What is being asked:
Scan the material for the word "base", and copy each line where it shows up.

□ □ □

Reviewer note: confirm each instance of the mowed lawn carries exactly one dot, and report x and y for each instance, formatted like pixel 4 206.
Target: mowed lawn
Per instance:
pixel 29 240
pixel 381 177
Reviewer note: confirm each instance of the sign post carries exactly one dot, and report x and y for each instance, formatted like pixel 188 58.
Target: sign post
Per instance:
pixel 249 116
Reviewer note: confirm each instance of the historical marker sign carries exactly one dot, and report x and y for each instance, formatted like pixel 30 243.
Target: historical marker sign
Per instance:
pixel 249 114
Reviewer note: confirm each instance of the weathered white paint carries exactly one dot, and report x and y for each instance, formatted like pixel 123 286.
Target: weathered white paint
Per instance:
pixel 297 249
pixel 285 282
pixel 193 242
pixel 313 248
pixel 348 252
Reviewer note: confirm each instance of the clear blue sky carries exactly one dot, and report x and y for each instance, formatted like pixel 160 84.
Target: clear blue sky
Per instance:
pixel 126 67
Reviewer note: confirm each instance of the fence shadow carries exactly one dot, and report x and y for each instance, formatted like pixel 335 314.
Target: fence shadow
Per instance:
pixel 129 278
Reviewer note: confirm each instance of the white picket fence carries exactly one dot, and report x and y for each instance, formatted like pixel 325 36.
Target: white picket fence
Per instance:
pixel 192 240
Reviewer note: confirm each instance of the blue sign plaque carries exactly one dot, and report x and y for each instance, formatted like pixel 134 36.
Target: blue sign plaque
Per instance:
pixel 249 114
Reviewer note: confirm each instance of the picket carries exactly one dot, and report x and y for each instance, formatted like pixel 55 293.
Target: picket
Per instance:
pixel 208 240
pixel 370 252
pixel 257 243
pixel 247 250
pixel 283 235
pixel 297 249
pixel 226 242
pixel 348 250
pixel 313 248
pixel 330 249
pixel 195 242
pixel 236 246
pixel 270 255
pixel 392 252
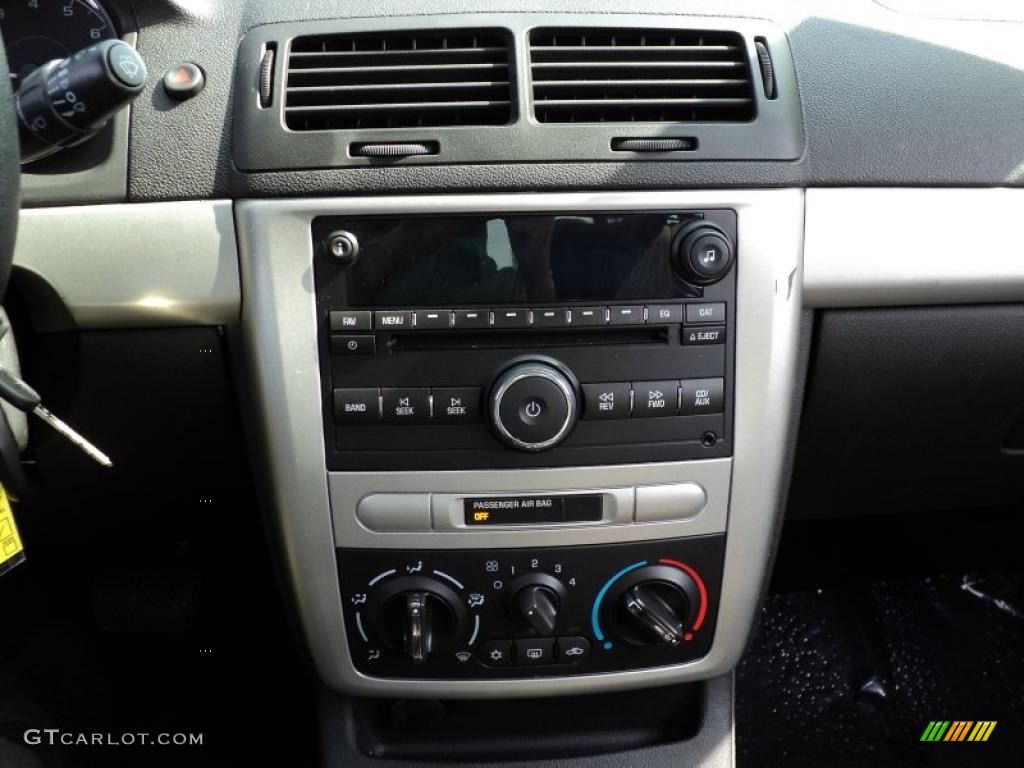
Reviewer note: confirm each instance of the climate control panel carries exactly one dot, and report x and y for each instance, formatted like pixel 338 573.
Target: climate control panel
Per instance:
pixel 512 613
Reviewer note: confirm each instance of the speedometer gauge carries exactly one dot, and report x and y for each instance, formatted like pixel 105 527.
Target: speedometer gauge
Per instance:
pixel 38 31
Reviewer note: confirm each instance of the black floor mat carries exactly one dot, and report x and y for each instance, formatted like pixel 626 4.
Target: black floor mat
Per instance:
pixel 854 676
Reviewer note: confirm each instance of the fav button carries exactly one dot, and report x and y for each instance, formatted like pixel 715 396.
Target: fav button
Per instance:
pixel 539 651
pixel 495 652
pixel 702 396
pixel 407 406
pixel 347 321
pixel 654 398
pixel 605 401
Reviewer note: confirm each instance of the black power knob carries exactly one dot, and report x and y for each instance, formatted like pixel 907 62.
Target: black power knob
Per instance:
pixel 654 605
pixel 532 406
pixel 417 616
pixel 702 253
pixel 68 100
pixel 536 600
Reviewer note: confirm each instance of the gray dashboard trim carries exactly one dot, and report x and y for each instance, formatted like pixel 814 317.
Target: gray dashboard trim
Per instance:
pixel 895 247
pixel 129 265
pixel 279 323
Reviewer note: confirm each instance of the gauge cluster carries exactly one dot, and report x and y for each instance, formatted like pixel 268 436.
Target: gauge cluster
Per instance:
pixel 39 31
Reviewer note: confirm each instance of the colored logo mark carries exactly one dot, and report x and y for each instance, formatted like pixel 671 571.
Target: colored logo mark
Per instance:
pixel 958 730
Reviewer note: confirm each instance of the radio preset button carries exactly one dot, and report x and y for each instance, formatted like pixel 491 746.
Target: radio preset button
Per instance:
pixel 654 398
pixel 353 344
pixel 665 314
pixel 432 320
pixel 510 318
pixel 347 321
pixel 605 401
pixel 626 315
pixel 712 312
pixel 469 318
pixel 702 396
pixel 589 315
pixel 551 317
pixel 457 404
pixel 393 320
pixel 356 406
pixel 407 404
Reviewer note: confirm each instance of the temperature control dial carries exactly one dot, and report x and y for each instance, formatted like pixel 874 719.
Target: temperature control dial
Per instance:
pixel 532 406
pixel 654 604
pixel 417 616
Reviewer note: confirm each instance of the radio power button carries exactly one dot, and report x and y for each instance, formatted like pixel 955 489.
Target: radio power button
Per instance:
pixel 532 407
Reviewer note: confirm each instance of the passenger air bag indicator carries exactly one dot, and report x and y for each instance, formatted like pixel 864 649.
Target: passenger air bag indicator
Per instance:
pixel 532 510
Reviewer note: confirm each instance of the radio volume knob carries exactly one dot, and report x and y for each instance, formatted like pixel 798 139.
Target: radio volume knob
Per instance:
pixel 702 254
pixel 532 407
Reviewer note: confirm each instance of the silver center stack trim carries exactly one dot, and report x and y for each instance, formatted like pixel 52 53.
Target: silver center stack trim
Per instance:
pixel 279 323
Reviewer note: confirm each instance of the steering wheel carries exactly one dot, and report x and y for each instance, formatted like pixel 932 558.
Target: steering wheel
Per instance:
pixel 9 173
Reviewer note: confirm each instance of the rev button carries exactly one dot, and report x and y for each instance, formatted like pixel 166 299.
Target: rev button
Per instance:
pixel 406 406
pixel 605 401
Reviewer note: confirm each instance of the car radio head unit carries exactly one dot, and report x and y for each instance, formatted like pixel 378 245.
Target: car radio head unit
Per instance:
pixel 494 340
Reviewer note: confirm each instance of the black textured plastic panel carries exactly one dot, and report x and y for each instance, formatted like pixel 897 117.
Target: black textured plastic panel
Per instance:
pixel 261 138
pixel 911 411
pixel 868 85
pixel 852 677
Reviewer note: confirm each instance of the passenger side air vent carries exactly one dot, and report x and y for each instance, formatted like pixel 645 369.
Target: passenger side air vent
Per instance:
pixel 632 76
pixel 398 80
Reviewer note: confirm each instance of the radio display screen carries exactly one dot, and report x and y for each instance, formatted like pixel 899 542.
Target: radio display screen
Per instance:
pixel 511 259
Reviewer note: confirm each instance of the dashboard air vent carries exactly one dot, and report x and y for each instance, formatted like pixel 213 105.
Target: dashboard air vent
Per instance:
pixel 397 80
pixel 650 76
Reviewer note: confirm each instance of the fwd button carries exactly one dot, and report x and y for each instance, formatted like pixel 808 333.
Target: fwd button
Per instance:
pixel 654 398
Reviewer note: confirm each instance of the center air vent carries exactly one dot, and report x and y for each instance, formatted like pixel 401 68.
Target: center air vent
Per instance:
pixel 398 80
pixel 628 76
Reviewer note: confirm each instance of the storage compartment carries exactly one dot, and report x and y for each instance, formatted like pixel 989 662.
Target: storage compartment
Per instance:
pixel 912 411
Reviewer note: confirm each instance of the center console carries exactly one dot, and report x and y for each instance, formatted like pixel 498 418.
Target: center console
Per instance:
pixel 523 444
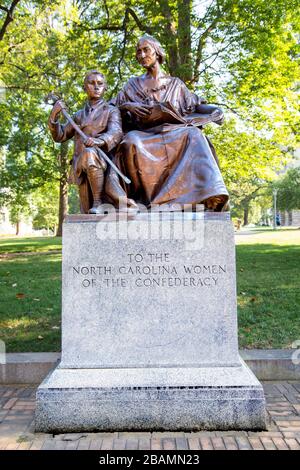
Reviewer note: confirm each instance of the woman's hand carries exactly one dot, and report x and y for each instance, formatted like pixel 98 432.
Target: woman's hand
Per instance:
pixel 140 110
pixel 91 142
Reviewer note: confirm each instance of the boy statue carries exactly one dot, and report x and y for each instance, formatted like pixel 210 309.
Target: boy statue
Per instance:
pixel 102 124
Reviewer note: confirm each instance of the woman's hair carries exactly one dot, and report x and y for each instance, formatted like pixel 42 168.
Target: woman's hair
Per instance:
pixel 155 44
pixel 94 72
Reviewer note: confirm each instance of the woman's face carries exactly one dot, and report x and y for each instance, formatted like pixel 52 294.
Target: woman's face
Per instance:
pixel 146 54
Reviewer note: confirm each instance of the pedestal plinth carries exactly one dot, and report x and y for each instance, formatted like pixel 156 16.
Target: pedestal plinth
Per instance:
pixel 149 328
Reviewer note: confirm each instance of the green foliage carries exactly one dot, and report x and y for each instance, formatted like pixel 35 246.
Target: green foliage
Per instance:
pixel 242 54
pixel 288 186
pixel 268 293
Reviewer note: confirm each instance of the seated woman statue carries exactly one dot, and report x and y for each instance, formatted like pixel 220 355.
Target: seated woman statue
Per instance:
pixel 165 154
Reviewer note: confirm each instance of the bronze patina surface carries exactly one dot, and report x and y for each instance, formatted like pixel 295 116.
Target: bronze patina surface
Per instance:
pixel 164 151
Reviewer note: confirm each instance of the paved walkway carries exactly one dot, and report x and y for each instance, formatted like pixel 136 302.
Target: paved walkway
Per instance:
pixel 283 404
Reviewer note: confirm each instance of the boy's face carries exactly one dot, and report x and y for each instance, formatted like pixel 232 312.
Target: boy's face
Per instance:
pixel 94 86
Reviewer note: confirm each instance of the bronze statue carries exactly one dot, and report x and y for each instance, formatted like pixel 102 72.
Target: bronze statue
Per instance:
pixel 95 127
pixel 164 152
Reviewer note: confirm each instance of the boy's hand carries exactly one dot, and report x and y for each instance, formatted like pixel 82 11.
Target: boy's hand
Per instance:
pixel 59 105
pixel 91 142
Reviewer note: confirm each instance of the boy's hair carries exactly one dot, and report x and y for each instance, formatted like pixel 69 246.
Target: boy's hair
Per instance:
pixel 94 72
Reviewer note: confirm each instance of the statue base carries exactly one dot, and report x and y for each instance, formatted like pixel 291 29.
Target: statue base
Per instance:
pixel 149 330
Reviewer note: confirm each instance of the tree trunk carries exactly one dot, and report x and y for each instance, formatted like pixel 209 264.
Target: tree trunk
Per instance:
pixel 185 71
pixel 246 216
pixel 170 35
pixel 63 186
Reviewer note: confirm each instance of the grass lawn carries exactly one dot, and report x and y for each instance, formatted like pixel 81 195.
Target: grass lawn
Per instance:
pixel 268 268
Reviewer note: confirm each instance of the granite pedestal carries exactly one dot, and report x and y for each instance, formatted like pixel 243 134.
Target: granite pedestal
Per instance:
pixel 149 328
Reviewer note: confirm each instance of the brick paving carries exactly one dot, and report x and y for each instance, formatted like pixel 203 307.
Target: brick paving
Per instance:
pixel 17 405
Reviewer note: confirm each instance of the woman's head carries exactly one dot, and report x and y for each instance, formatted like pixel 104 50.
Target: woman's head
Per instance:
pixel 148 47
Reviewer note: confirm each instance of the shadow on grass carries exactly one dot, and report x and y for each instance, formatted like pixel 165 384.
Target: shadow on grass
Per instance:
pixel 268 290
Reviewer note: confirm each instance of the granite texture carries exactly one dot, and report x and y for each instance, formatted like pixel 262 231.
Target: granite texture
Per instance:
pixel 155 399
pixel 140 353
pixel 126 317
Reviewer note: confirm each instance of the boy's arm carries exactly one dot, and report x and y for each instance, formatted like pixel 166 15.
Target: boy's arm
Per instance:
pixel 114 133
pixel 60 132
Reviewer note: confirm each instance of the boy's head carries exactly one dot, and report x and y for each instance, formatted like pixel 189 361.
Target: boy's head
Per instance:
pixel 94 84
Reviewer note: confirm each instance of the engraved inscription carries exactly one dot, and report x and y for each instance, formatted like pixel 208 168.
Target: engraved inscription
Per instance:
pixel 150 270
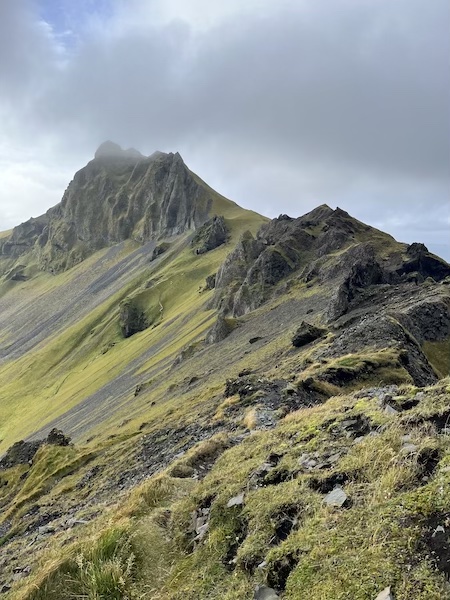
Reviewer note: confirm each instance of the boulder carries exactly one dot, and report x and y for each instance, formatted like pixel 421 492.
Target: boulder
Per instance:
pixel 211 235
pixel 307 333
pixel 131 318
pixel 263 592
pixel 20 453
pixel 57 438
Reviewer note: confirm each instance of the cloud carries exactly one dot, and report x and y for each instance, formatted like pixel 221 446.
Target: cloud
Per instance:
pixel 280 106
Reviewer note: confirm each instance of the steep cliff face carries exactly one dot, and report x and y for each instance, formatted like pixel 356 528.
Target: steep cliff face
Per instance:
pixel 119 195
pixel 324 246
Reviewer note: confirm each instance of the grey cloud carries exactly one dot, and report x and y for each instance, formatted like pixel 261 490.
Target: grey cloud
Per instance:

□ □ □

Solved exercise:
Reviewer note: confirm each instance of the statue base carries exactly one dot, and report x and y for each instance, formatted like pixel 291 29.
Target: statue base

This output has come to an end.